**Выполните задания**.
[1] Как звали самую младшую из шести сестёр в отрывке о сёстрах Бари?
[2] Продолжите отрывок о сёстрах Бари, начав сразу после его последнего предложения.

**Извлечённый текст**.
::::::

Вчерашний ваш отъезд мы справили «венецианским» гуляньем с иллюминацией, песнями, под благонадежным надзором. В черной змейками колеблющейся маслянистой жидкости пруда металлически-яркое отражение фонариков. – Это было замечательно. Луна была первостатейная. Бари знают уйму шансонет на всех языках и такую же массу народных…
Невозможно представить бабушку, распевающую французские шансонетки. Поразившую мальчиков Пастернаков эрудицию продемонстрировали, конечно же, младшие Бари. Дело в том, что бабушка в семье своей родной хотя и не казалась девочкой чужой, но с некоторых пор существовала особняком. В своего рода вакууме, образовавшемся между сестрами, вышедшими замуж и жившими жизнью своих семей, и младшими – из-за возраста, да и по иным причинам – в те времена неблизкими.
Что вовсе не исключало родственных, взаимно заинтересованных отношений, о которых свидетельствуют сотни писем, которыми пять сестер из шести – Анна, Ольга, Евгения, Лидия и Мария – обменивались на протяжении всей своей жизни. Жизнь шестой, самой младшей сестры, Екатерины, прошла вдали от России. Кстати говоря, сохранностью семейного архива, включающего в себя множество писем, бабушкины дневники, кучу документального праха – записок, случайных текстов, справок и удостоверений, – мы обязаны ряду обстоятельств.

::::::

(Данные референциальных выражений)
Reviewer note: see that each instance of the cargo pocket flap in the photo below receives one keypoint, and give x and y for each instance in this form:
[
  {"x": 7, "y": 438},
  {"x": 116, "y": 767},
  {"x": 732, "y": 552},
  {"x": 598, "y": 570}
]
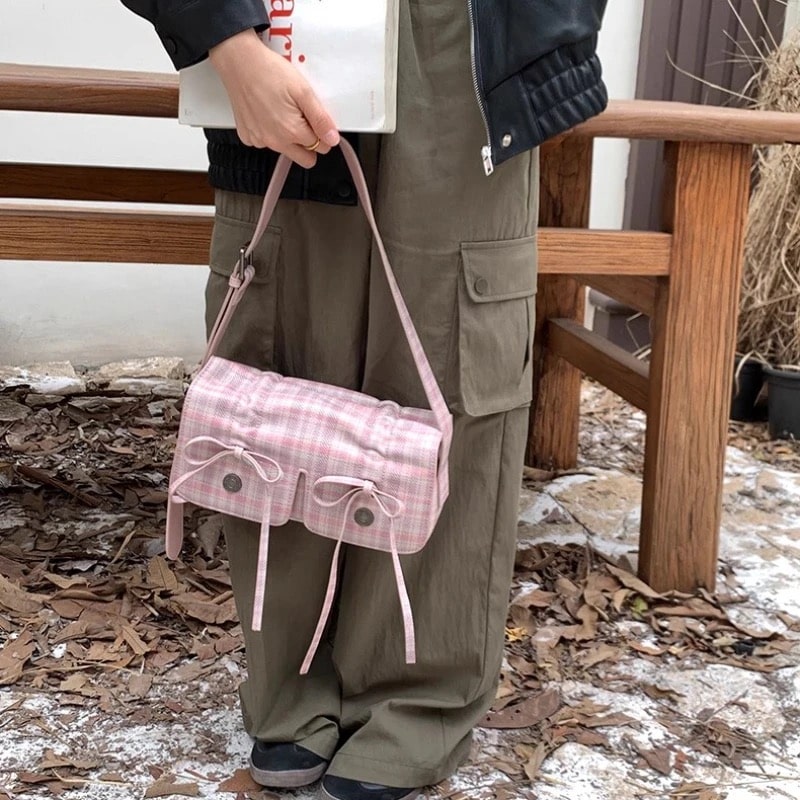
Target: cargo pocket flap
[
  {"x": 495, "y": 271},
  {"x": 228, "y": 230}
]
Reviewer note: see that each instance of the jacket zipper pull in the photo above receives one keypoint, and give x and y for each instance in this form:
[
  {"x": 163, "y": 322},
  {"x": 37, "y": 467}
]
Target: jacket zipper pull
[{"x": 486, "y": 155}]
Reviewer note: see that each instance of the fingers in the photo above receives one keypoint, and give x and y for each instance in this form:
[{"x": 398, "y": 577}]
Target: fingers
[
  {"x": 298, "y": 154},
  {"x": 319, "y": 120},
  {"x": 306, "y": 137}
]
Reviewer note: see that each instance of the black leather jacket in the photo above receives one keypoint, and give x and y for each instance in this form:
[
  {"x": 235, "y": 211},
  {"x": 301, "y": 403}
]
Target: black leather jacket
[{"x": 535, "y": 70}]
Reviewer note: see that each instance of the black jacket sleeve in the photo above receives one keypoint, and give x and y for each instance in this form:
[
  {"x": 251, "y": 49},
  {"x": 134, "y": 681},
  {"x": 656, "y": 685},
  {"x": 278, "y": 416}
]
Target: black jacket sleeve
[{"x": 188, "y": 29}]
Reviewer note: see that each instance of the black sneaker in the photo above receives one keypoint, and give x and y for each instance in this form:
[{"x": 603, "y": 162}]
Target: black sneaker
[
  {"x": 334, "y": 788},
  {"x": 285, "y": 766}
]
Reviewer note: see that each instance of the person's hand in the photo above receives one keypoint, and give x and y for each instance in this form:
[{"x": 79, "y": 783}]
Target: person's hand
[{"x": 273, "y": 104}]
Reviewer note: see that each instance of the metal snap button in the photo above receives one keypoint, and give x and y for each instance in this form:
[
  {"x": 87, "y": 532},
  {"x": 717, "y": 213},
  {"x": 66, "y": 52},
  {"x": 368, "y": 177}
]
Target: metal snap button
[
  {"x": 481, "y": 286},
  {"x": 232, "y": 482},
  {"x": 364, "y": 517}
]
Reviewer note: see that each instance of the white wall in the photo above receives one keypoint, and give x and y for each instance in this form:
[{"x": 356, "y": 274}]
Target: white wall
[
  {"x": 619, "y": 54},
  {"x": 91, "y": 313}
]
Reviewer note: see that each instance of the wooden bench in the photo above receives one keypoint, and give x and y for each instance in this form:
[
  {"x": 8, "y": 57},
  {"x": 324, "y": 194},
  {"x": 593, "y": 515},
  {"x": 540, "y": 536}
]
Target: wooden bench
[{"x": 685, "y": 277}]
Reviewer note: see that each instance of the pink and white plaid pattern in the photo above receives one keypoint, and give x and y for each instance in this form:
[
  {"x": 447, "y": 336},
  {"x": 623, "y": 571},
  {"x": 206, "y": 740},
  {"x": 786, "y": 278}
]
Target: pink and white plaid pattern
[{"x": 267, "y": 448}]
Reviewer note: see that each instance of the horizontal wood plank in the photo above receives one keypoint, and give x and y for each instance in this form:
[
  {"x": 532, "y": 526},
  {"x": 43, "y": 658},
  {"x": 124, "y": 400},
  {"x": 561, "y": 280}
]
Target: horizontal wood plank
[
  {"x": 63, "y": 182},
  {"x": 688, "y": 122},
  {"x": 136, "y": 237},
  {"x": 145, "y": 94},
  {"x": 575, "y": 251},
  {"x": 42, "y": 233},
  {"x": 88, "y": 91},
  {"x": 602, "y": 360},
  {"x": 636, "y": 291}
]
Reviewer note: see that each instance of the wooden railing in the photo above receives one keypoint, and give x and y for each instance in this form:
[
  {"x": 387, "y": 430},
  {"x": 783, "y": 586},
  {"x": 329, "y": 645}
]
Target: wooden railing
[{"x": 685, "y": 277}]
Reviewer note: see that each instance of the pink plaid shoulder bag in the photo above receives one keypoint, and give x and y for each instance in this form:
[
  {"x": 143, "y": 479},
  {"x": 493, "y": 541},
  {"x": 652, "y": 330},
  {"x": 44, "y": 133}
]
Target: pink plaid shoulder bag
[{"x": 268, "y": 448}]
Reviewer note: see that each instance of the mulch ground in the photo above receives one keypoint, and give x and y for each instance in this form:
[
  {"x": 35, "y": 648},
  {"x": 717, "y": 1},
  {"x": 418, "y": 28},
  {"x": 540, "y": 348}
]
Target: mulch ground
[{"x": 91, "y": 611}]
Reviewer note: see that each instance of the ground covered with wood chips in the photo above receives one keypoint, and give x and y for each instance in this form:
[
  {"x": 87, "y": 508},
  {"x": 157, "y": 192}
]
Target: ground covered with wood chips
[{"x": 118, "y": 669}]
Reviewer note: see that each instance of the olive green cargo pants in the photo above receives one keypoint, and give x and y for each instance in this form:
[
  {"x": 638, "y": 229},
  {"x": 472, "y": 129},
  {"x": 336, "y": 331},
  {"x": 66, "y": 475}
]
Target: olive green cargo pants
[{"x": 462, "y": 246}]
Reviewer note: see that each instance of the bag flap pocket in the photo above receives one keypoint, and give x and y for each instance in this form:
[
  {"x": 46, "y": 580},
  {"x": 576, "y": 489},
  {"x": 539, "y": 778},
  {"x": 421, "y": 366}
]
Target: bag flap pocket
[{"x": 495, "y": 271}]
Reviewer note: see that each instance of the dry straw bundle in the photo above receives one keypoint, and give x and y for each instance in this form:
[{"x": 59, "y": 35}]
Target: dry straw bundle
[{"x": 769, "y": 322}]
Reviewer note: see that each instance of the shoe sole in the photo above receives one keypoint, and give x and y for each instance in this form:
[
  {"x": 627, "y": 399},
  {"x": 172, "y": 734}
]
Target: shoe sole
[
  {"x": 287, "y": 779},
  {"x": 412, "y": 795}
]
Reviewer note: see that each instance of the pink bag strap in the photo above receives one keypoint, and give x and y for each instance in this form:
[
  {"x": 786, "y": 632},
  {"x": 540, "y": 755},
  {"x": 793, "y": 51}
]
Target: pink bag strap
[{"x": 244, "y": 273}]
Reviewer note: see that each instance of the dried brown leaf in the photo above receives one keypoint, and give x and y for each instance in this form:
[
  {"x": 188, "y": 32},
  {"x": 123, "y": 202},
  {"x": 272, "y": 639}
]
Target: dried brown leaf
[
  {"x": 15, "y": 598},
  {"x": 529, "y": 712},
  {"x": 240, "y": 781},
  {"x": 632, "y": 582},
  {"x": 165, "y": 786},
  {"x": 160, "y": 575}
]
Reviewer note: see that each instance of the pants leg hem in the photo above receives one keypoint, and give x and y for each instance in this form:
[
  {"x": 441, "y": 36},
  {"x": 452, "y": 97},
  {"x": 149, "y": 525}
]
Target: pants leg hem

::::::

**Ответы к заданиям**.
[1] Екатерина.

[2]
Дело в том, что, поселившись весною 1918 года в Мансуровском переулке, семья наша никуда не переезжала, не делала основательных ремонтов, кардинальных перестановок, не злоупотребляла генеральными уборками. Никому из членов нашей семьи, удрученных бытом и одновременно переполненных творческими замыслами и озабоченных их воплощением, не приходило в голову даже в самые суровые времена просмотреть семейные архивы на предмет уничтожения опасных бумажек. Так эти бумажные слои и пролежали в ящиках, шкафах, коробках, папках и чемоданах до сегодняшнего дня.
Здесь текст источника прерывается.